Source excerpt >>

:::

Skip to content

multilingualprogramming/tree-sitter-multilingual

Repository files navigation

tree-sitter-multilingual

A Tree-sitter grammar for the Multilingual Programming Language.

This repository gives you:

  • A Tree-sitter parser for .multi source files
  • Query files for highlighting, indentation, and folding
  • Node and Rust bindings for embedding the parser in applications
  • Generator scripts for TextMate and Monaco grammar outputs

What is the Multilingual Programming Language?

The Multilingual Programming Language is an experimental language where the same semantic constructs can be written with keywords from multiple human languages.

Examples:

  • English: if, def, class
  • French: si, def, classe
  • German: wenn, def, klasse
  • Japanese: supported through the shared keyword registry
  • Arabic: supported through the shared keyword registry

The full keyword registry currently covers 17 languages, including Spanish, Portuguese, Chinese, Italian, Dutch, Polish, Swedish, Danish, Finnish, Hindi, Bengali, and Tamil.

:::

Records >>
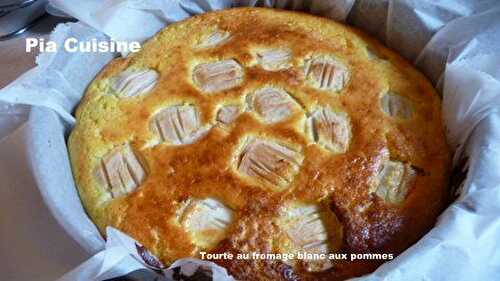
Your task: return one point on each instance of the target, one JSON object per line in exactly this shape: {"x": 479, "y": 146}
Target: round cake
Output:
{"x": 262, "y": 131}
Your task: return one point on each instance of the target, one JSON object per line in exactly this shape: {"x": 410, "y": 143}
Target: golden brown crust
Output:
{"x": 206, "y": 168}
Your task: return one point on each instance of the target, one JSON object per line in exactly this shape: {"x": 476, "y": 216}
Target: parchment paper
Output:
{"x": 455, "y": 43}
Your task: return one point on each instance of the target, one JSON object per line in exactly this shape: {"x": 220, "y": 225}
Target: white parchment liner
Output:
{"x": 455, "y": 43}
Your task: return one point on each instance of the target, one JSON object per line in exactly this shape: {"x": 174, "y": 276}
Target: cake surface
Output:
{"x": 257, "y": 130}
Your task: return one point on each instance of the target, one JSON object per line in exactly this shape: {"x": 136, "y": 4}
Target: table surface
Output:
{"x": 32, "y": 244}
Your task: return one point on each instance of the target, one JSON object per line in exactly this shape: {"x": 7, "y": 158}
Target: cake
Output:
{"x": 263, "y": 131}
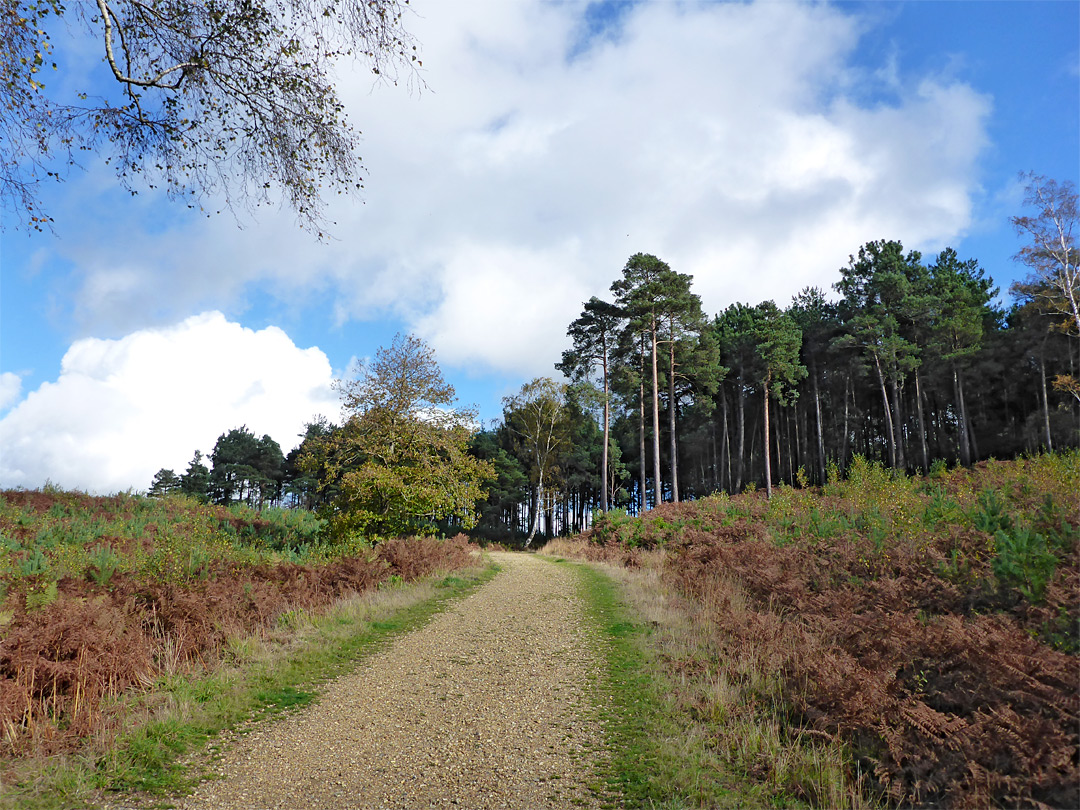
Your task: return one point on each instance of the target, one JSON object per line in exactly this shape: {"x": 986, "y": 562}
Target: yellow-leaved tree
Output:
{"x": 401, "y": 464}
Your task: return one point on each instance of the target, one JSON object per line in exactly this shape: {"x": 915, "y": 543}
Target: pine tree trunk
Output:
{"x": 888, "y": 415}
{"x": 671, "y": 422}
{"x": 536, "y": 511}
{"x": 607, "y": 433}
{"x": 640, "y": 436}
{"x": 963, "y": 447}
{"x": 821, "y": 432}
{"x": 768, "y": 459}
{"x": 725, "y": 448}
{"x": 1045, "y": 402}
{"x": 658, "y": 496}
{"x": 742, "y": 435}
{"x": 846, "y": 444}
{"x": 898, "y": 423}
{"x": 922, "y": 424}
{"x": 967, "y": 421}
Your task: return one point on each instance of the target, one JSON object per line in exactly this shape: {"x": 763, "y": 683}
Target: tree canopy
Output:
{"x": 230, "y": 100}
{"x": 401, "y": 461}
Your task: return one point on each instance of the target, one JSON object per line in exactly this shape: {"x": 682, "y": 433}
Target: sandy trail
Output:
{"x": 485, "y": 706}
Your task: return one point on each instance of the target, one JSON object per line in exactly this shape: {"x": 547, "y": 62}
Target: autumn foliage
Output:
{"x": 929, "y": 625}
{"x": 70, "y": 643}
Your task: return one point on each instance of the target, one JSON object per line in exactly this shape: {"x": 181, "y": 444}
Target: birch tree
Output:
{"x": 594, "y": 335}
{"x": 537, "y": 417}
{"x": 1053, "y": 258}
{"x": 224, "y": 102}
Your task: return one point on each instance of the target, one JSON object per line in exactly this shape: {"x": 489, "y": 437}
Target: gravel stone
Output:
{"x": 488, "y": 705}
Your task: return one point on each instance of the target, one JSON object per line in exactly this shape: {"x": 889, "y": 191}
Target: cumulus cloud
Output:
{"x": 739, "y": 142}
{"x": 121, "y": 409}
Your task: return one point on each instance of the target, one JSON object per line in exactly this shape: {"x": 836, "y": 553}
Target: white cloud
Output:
{"x": 122, "y": 409}
{"x": 738, "y": 142}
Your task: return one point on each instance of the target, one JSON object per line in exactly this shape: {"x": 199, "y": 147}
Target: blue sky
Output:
{"x": 753, "y": 145}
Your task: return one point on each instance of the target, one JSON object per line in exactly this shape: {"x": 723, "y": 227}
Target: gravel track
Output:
{"x": 488, "y": 705}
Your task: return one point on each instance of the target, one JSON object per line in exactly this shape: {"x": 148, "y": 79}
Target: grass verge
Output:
{"x": 670, "y": 744}
{"x": 165, "y": 751}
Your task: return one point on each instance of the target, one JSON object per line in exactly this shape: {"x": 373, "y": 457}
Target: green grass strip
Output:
{"x": 651, "y": 763}
{"x": 148, "y": 758}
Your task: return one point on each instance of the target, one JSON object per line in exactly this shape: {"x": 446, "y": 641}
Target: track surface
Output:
{"x": 485, "y": 706}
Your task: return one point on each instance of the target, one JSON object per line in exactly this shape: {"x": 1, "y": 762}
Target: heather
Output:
{"x": 926, "y": 625}
{"x": 104, "y": 595}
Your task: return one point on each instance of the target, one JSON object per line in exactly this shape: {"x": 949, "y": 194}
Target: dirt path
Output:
{"x": 486, "y": 706}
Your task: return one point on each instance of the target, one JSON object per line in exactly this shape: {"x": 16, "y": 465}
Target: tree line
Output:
{"x": 912, "y": 363}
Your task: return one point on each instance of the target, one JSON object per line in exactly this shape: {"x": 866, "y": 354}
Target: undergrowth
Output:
{"x": 679, "y": 734}
{"x": 163, "y": 747}
{"x": 928, "y": 626}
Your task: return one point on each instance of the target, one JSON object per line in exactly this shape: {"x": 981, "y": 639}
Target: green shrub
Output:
{"x": 1023, "y": 562}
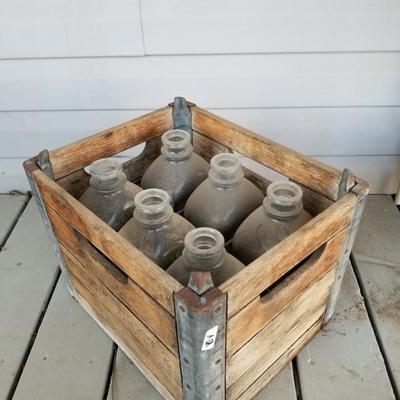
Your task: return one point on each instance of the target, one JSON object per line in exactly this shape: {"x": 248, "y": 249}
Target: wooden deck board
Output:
{"x": 10, "y": 207}
{"x": 71, "y": 356}
{"x": 28, "y": 269}
{"x": 377, "y": 262}
{"x": 344, "y": 361}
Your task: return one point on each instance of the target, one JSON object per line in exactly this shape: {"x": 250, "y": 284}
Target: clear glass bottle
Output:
{"x": 204, "y": 251}
{"x": 177, "y": 170}
{"x": 110, "y": 196}
{"x": 280, "y": 215}
{"x": 225, "y": 199}
{"x": 155, "y": 229}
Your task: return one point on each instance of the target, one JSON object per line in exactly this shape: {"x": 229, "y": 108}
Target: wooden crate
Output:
{"x": 254, "y": 323}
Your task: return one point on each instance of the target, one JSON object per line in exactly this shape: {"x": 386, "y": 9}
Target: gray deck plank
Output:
{"x": 10, "y": 207}
{"x": 377, "y": 259}
{"x": 71, "y": 356}
{"x": 28, "y": 269}
{"x": 344, "y": 361}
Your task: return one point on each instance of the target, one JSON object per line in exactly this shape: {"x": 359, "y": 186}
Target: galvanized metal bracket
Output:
{"x": 29, "y": 166}
{"x": 201, "y": 327}
{"x": 361, "y": 190}
{"x": 181, "y": 114}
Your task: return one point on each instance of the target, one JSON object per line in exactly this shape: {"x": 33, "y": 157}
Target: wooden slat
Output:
{"x": 71, "y": 356}
{"x": 274, "y": 369}
{"x": 256, "y": 315}
{"x": 313, "y": 174}
{"x": 151, "y": 352}
{"x": 156, "y": 318}
{"x": 28, "y": 269}
{"x": 75, "y": 156}
{"x": 261, "y": 273}
{"x": 130, "y": 260}
{"x": 252, "y": 359}
{"x": 344, "y": 361}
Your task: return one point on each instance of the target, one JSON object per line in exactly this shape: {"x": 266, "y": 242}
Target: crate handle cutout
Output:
{"x": 309, "y": 262}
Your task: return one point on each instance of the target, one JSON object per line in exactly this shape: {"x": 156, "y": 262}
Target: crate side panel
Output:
{"x": 150, "y": 313}
{"x": 272, "y": 341}
{"x": 163, "y": 364}
{"x": 246, "y": 285}
{"x": 256, "y": 315}
{"x": 77, "y": 155}
{"x": 151, "y": 278}
{"x": 311, "y": 173}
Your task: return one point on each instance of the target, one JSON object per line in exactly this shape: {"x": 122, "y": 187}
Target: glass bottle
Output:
{"x": 204, "y": 251}
{"x": 225, "y": 199}
{"x": 110, "y": 196}
{"x": 177, "y": 170}
{"x": 155, "y": 229}
{"x": 280, "y": 215}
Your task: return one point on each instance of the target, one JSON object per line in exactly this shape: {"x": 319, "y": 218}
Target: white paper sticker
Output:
{"x": 210, "y": 338}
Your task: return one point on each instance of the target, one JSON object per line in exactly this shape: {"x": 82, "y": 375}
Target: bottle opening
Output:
{"x": 176, "y": 144}
{"x": 284, "y": 199}
{"x": 225, "y": 169}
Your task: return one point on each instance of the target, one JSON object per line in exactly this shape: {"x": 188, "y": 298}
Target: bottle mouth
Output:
{"x": 204, "y": 249}
{"x": 284, "y": 199}
{"x": 176, "y": 144}
{"x": 226, "y": 169}
{"x": 153, "y": 206}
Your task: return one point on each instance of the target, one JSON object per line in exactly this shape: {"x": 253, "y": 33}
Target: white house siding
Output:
{"x": 320, "y": 76}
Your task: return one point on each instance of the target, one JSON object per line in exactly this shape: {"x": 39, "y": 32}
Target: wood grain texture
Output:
{"x": 151, "y": 278}
{"x": 70, "y": 357}
{"x": 257, "y": 314}
{"x": 150, "y": 313}
{"x": 75, "y": 156}
{"x": 313, "y": 174}
{"x": 264, "y": 271}
{"x": 278, "y": 365}
{"x": 252, "y": 359}
{"x": 163, "y": 364}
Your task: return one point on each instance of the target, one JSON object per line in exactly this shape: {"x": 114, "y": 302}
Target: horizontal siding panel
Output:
{"x": 73, "y": 28}
{"x": 321, "y": 131}
{"x": 245, "y": 81}
{"x": 382, "y": 172}
{"x": 260, "y": 26}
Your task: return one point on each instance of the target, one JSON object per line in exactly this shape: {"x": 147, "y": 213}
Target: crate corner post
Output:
{"x": 200, "y": 311}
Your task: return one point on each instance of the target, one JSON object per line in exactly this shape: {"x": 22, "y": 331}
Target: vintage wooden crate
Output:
{"x": 201, "y": 342}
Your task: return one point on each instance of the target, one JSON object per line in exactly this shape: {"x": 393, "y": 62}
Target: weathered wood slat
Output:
{"x": 305, "y": 170}
{"x": 252, "y": 359}
{"x": 75, "y": 156}
{"x": 261, "y": 273}
{"x": 344, "y": 361}
{"x": 130, "y": 260}
{"x": 256, "y": 315}
{"x": 10, "y": 207}
{"x": 71, "y": 356}
{"x": 28, "y": 269}
{"x": 279, "y": 364}
{"x": 156, "y": 318}
{"x": 137, "y": 337}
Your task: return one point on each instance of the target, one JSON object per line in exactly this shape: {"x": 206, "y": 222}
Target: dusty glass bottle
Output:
{"x": 177, "y": 170}
{"x": 155, "y": 229}
{"x": 110, "y": 196}
{"x": 280, "y": 215}
{"x": 204, "y": 251}
{"x": 225, "y": 199}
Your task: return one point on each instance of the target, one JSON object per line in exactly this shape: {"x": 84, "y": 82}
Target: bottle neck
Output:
{"x": 176, "y": 145}
{"x": 204, "y": 250}
{"x": 106, "y": 175}
{"x": 225, "y": 170}
{"x": 153, "y": 207}
{"x": 284, "y": 200}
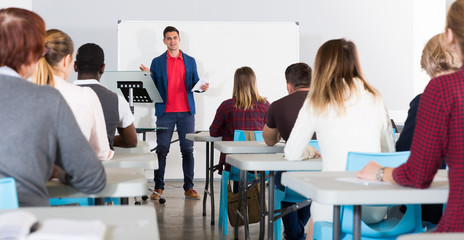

:::

What is asked >> Please give the passage of the Tree-sitter grammar page again, starting at the words "This repository gives" and stopping after "Multilingual Programming Language?", and change "bindings" to "wrappers" in it.

Answer to this problem >>
This repository gives you:

  • A Tree-sitter parser for .multi source files
  • Query files for highlighting, indentation, and folding
  • Node and Rust wrappers for embedding the parser in applications
  • Generator scripts for TextMate and Monaco grammar outputs

What is the Multilingual Programming Language?